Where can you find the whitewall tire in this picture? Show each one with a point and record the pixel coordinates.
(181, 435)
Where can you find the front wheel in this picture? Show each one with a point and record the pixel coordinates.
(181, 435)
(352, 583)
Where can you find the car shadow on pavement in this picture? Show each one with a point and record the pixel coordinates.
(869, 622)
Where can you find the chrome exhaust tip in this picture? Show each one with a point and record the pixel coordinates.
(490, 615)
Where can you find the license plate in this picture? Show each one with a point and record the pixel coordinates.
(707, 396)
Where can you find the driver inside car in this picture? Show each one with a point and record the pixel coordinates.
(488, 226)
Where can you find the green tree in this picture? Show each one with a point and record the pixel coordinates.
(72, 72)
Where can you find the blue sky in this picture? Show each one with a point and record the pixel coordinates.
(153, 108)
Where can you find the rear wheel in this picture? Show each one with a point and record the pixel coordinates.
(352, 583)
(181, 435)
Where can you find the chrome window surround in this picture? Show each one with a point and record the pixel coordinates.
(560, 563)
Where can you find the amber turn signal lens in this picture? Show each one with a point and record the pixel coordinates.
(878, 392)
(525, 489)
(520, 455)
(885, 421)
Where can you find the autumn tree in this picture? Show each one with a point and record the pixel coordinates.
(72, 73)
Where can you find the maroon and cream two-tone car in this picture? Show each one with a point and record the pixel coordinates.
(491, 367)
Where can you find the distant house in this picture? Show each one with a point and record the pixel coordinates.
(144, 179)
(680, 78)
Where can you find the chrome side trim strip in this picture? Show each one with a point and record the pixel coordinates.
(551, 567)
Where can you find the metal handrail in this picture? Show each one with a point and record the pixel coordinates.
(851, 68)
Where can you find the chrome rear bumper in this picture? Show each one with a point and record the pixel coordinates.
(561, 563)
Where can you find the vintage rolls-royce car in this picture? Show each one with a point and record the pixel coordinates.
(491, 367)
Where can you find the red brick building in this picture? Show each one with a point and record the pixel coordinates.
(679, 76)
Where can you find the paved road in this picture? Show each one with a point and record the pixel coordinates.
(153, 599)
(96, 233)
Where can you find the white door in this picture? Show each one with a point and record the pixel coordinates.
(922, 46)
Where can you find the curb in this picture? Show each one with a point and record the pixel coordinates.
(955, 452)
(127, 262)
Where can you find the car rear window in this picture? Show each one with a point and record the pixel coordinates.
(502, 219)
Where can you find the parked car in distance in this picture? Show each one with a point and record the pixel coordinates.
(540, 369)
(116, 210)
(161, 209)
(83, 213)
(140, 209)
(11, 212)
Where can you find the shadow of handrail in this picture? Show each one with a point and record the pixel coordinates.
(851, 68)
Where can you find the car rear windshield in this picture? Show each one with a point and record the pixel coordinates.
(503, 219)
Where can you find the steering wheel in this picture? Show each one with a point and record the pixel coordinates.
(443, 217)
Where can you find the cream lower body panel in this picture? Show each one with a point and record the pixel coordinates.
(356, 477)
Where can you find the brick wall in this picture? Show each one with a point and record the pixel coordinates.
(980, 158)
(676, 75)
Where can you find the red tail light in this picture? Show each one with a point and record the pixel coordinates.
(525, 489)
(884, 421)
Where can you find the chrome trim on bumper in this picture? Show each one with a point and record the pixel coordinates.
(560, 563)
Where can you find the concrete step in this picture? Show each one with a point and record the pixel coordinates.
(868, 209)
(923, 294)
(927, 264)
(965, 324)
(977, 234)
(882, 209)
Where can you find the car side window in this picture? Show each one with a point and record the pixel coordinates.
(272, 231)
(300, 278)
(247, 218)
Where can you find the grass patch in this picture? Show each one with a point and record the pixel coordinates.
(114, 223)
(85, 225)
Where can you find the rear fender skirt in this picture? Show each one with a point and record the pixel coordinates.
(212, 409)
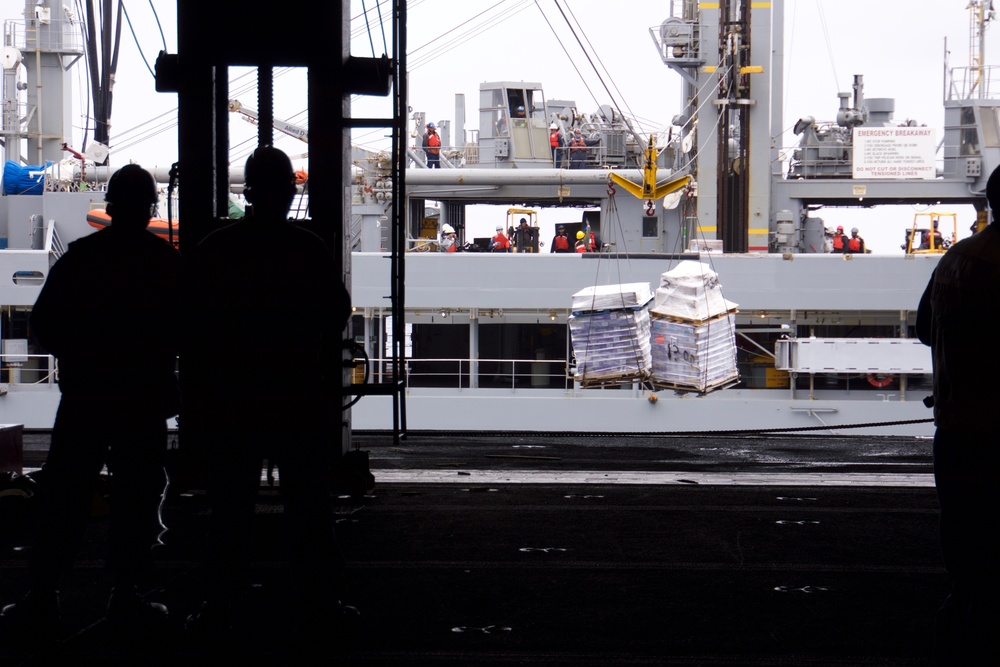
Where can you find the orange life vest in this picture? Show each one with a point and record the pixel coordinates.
(433, 143)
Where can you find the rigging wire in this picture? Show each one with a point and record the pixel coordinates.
(368, 26)
(587, 55)
(135, 38)
(566, 51)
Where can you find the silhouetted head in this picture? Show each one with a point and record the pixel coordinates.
(270, 181)
(993, 192)
(131, 196)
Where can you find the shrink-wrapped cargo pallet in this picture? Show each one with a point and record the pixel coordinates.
(694, 356)
(693, 331)
(609, 328)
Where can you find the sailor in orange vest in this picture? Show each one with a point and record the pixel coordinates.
(855, 243)
(557, 143)
(593, 243)
(432, 147)
(839, 240)
(500, 242)
(560, 242)
(449, 239)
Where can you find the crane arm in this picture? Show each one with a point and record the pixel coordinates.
(284, 127)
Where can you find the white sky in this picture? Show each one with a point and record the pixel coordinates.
(898, 45)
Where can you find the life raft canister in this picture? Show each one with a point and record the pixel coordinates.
(880, 380)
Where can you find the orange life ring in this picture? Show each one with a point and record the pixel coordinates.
(880, 380)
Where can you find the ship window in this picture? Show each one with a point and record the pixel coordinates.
(991, 128)
(970, 137)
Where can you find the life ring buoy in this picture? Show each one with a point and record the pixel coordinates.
(880, 380)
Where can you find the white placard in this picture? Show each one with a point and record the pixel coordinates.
(894, 152)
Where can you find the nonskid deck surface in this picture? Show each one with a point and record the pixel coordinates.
(487, 572)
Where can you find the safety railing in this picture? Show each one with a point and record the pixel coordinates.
(27, 369)
(50, 35)
(481, 373)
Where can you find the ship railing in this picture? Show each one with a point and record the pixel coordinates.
(965, 83)
(52, 36)
(477, 373)
(27, 369)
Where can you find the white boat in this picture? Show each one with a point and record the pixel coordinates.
(826, 341)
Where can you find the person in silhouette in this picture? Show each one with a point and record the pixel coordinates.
(109, 312)
(958, 315)
(266, 293)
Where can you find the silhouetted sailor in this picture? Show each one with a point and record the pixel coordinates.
(269, 313)
(959, 317)
(109, 312)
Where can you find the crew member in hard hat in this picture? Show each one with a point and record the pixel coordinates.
(560, 242)
(432, 147)
(578, 149)
(500, 242)
(959, 313)
(855, 243)
(557, 144)
(524, 237)
(839, 240)
(110, 313)
(449, 239)
(935, 233)
(265, 264)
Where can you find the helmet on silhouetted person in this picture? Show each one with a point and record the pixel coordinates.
(131, 186)
(268, 166)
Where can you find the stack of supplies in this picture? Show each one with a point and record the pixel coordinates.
(693, 331)
(609, 329)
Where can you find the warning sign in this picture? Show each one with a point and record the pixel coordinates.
(894, 152)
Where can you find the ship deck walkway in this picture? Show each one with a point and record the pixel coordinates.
(572, 551)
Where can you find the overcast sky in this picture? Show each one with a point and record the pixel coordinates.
(898, 45)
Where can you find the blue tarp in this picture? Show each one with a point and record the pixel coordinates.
(21, 179)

== == ==

• _WHAT TO PRODUCE_
In the records above, return only the line that contains "Where can you find the nonskid" and every line after it through the last, exactly as they appear.

• _ANSWER TO THIS TASK_
Where can you find the nonskid deck surface in this picture? Show each one with a point and record the pixel coordinates.
(487, 572)
Where can you find the safety railing in this picture? Show each one with a point and record the pixel coordinates.
(27, 369)
(50, 35)
(481, 373)
Where can you find the ship railing in this picture? Show each one with a point and record the pixel coordinates.
(965, 83)
(52, 36)
(477, 373)
(27, 369)
Where can you find the white boat in this picture? Show each one with a point and record the pixel coordinates.
(826, 341)
Where can you find the person in silhouette in this picture? Show each one with a point and record the pixel coordinates.
(109, 312)
(958, 315)
(266, 293)
Where can you find the silhouetted sailor in this picture? Show each one with a point and record the pixel coordinates.
(269, 313)
(959, 317)
(109, 312)
Where can you find the crew member in hard hat in this picture? Show each one with a point and record the pixel coordinates.
(560, 242)
(432, 147)
(578, 149)
(500, 242)
(959, 313)
(855, 243)
(557, 144)
(524, 237)
(839, 240)
(110, 313)
(449, 239)
(935, 233)
(265, 264)
Where can you find the helmet on silhouetted person in this picture? Show each one with a point and record the pixel coordinates.
(131, 186)
(268, 166)
Where can you find the stack of supplies in this picture? Show each one with a point and record the pixel coordinates.
(693, 331)
(609, 329)
Where can you find the warning sign in this picture? Show each one with a point and record the pixel coordinates.
(894, 152)
Where can you find the ship deck walkway in this picture? Show each one with a point and record the pixel coordinates.
(572, 551)
Where can you find the overcast sky in this picture? Show each one with a point and record the pixel coordinates.
(898, 45)
Where can you find the blue tarp in this picture? Show each one with a point and record the pixel coordinates.
(21, 179)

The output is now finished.